Do this >>
Extract, without alteration, the lines of the records from the line containing "such as <point>614,296</point>" through the last line of the records, inclusive.

Exercise input >>
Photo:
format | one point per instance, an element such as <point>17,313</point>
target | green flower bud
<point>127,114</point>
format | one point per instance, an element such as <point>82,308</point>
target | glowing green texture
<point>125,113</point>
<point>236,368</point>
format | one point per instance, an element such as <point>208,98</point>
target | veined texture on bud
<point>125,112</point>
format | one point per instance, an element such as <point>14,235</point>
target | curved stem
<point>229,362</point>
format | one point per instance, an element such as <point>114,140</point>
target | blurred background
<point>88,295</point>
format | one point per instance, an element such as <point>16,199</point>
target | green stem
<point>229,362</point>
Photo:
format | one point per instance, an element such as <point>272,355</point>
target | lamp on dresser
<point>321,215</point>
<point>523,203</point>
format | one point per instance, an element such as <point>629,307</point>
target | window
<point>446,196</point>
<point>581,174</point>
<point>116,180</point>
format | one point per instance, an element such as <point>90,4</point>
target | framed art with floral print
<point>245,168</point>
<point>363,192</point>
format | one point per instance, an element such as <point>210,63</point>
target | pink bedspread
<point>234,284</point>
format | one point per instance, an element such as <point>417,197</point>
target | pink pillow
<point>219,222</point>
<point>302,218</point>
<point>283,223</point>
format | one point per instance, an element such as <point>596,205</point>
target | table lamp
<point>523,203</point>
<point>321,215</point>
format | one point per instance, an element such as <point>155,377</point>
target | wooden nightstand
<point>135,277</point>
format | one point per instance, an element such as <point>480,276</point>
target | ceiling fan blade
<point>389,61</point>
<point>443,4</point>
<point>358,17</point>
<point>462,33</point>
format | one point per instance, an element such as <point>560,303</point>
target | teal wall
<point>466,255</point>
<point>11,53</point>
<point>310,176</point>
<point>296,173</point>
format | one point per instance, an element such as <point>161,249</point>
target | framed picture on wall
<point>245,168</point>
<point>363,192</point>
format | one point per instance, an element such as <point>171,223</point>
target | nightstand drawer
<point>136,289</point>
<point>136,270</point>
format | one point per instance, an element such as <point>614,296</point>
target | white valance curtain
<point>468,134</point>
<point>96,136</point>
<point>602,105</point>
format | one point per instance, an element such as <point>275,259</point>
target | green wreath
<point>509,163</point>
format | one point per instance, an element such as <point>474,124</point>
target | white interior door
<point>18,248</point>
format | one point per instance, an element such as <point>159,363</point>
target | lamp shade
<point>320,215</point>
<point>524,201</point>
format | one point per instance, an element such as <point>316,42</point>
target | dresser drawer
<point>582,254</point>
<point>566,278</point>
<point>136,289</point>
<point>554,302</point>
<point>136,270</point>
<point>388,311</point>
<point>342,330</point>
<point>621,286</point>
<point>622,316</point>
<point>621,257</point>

Task solution >>
format | one point per instance, an element such as <point>614,296</point>
target | white valance curtain
<point>468,134</point>
<point>96,136</point>
<point>602,105</point>
format | one point per instance, an element such as <point>275,259</point>
target | green wreath
<point>509,163</point>
format | one point per instance, an element such as <point>474,124</point>
target | white interior door
<point>18,248</point>
format | one point per instance, an element such as <point>159,363</point>
target | lamp shade
<point>320,215</point>
<point>524,201</point>
format | one point per instance, an element such as <point>316,42</point>
target | dresser drawer
<point>582,254</point>
<point>566,278</point>
<point>136,289</point>
<point>554,302</point>
<point>136,270</point>
<point>388,311</point>
<point>342,330</point>
<point>621,286</point>
<point>622,316</point>
<point>621,257</point>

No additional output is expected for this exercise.